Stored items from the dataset
= = = = =

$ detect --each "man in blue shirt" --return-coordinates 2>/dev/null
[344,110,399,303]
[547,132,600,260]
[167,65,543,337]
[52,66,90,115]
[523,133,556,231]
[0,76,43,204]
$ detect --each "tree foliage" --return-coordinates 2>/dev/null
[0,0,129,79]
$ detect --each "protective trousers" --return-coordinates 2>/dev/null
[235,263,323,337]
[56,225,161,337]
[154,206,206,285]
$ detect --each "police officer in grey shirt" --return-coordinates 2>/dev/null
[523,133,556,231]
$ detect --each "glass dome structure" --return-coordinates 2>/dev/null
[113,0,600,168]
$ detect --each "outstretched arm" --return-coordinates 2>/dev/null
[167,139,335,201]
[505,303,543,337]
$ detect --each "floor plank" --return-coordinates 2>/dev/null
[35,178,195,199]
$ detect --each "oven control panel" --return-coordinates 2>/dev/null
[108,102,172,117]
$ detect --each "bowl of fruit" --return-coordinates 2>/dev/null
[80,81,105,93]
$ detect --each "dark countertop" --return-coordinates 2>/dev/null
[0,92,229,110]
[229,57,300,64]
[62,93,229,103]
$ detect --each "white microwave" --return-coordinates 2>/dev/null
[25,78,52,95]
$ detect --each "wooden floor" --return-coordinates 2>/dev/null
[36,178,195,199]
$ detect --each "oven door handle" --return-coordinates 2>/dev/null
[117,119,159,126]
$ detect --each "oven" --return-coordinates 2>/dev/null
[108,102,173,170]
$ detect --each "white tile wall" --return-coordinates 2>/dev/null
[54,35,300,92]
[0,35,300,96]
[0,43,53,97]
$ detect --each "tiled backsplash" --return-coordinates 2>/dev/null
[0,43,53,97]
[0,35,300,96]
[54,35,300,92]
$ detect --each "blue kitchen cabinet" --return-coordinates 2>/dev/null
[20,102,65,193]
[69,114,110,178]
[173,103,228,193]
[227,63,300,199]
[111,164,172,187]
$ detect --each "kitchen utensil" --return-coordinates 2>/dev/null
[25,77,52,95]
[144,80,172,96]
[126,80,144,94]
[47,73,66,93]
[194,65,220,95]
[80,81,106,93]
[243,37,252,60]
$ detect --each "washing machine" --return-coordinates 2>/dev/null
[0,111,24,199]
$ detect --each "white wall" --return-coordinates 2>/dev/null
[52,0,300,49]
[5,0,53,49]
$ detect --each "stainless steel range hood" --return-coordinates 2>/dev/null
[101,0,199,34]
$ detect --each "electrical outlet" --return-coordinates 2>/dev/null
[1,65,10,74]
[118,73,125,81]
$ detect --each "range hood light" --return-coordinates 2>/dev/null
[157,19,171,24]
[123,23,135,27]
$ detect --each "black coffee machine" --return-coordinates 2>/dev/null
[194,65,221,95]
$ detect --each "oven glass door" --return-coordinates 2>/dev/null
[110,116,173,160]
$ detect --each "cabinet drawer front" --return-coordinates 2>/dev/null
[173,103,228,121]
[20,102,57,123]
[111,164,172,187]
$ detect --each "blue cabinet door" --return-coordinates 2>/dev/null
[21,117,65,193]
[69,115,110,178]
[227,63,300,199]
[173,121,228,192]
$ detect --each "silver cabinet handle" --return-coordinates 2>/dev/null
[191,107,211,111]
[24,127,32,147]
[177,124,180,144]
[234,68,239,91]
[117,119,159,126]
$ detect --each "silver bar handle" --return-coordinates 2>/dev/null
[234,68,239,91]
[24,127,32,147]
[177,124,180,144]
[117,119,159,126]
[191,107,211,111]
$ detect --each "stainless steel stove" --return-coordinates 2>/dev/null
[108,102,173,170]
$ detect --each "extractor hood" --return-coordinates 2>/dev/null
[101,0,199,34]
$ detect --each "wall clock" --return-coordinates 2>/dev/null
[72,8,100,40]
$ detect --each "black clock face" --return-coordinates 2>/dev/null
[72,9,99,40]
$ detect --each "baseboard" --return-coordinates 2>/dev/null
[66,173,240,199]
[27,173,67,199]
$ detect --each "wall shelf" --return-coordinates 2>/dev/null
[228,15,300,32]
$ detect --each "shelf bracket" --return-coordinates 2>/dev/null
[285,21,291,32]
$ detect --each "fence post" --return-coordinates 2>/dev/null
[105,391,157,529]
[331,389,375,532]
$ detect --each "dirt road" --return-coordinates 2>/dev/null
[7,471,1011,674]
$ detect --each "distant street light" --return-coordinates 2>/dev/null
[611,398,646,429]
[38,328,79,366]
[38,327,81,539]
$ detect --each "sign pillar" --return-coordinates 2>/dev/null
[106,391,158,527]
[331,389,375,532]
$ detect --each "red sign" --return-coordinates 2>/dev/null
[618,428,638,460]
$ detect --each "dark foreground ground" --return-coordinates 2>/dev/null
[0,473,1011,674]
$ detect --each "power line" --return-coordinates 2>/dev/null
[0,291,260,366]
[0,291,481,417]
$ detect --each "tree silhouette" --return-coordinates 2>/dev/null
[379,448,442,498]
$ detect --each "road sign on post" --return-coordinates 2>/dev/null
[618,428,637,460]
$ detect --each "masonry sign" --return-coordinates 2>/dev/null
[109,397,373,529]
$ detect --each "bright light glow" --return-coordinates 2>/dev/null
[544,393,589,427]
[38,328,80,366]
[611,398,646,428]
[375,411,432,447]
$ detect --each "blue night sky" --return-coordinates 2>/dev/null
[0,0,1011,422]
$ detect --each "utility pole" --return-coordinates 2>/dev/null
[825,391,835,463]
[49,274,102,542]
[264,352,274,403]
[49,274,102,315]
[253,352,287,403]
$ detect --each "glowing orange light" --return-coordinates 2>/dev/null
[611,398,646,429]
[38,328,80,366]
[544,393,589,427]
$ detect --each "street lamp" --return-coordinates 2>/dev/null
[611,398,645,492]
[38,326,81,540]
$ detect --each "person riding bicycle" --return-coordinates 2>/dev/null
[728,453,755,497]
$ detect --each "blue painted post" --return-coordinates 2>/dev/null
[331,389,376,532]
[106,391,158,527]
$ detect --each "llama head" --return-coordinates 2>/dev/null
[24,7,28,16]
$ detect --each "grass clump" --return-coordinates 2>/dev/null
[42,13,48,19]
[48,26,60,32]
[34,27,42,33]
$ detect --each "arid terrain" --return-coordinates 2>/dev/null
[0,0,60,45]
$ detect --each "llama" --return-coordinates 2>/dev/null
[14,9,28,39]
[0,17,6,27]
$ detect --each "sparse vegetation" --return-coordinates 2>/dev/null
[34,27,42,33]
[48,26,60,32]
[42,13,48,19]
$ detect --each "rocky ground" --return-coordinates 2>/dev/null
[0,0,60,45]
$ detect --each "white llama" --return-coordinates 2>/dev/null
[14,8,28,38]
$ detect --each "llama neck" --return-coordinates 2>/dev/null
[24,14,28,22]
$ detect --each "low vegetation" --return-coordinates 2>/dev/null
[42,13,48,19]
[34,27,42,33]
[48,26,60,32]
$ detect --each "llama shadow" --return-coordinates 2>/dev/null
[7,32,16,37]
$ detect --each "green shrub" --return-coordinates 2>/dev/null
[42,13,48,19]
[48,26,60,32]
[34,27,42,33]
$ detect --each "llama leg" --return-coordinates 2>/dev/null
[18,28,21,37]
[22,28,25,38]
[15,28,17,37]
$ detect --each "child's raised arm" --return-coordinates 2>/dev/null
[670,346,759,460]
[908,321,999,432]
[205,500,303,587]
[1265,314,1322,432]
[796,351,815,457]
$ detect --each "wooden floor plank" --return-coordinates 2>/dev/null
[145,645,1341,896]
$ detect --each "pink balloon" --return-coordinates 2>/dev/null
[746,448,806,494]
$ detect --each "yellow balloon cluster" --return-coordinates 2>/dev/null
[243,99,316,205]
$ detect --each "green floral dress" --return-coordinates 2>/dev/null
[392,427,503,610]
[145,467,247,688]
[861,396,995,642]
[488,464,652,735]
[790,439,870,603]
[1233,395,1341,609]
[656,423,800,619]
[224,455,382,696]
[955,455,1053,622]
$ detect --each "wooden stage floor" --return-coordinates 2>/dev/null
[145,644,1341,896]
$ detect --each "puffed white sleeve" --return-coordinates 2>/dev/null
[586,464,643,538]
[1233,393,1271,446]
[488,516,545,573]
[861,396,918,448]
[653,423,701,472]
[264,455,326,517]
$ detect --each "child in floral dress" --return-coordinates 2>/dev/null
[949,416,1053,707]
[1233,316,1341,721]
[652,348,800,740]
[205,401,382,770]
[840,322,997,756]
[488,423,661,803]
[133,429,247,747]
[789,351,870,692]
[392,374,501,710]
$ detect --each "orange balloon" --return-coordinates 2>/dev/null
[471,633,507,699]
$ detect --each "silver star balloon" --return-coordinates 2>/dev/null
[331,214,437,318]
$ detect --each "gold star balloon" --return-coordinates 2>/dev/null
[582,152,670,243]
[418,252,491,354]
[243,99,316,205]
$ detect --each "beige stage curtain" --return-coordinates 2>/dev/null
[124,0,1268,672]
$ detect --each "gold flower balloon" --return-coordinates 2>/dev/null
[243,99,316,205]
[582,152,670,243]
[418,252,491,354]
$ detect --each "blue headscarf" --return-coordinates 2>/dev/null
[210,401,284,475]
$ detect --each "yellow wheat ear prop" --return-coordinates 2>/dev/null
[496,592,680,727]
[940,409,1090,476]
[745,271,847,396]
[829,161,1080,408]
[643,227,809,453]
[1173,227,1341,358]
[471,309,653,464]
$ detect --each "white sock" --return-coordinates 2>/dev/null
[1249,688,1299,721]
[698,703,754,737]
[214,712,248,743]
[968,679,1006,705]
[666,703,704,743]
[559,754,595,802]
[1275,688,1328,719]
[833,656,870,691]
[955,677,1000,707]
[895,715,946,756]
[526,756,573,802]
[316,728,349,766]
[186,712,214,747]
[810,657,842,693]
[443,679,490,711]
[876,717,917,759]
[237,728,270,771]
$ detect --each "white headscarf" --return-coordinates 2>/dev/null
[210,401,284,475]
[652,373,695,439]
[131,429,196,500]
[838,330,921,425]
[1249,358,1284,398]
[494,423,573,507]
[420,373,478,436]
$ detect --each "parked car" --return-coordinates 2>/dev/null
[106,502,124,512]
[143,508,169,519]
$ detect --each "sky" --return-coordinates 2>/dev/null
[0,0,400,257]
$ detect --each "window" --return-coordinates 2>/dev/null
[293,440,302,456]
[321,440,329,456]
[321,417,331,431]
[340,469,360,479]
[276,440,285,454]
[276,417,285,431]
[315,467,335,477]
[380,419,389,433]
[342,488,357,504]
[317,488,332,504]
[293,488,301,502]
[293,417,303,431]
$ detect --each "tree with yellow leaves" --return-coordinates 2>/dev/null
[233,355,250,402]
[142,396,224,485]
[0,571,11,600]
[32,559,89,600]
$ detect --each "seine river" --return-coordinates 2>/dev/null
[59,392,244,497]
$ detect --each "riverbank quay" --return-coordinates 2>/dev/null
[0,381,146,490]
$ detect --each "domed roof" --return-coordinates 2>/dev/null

= = = = =

DIRECTION
How many lines above contain the string "star"? Case counts. Reply with the number alone.

SOLVED PROBLEM
2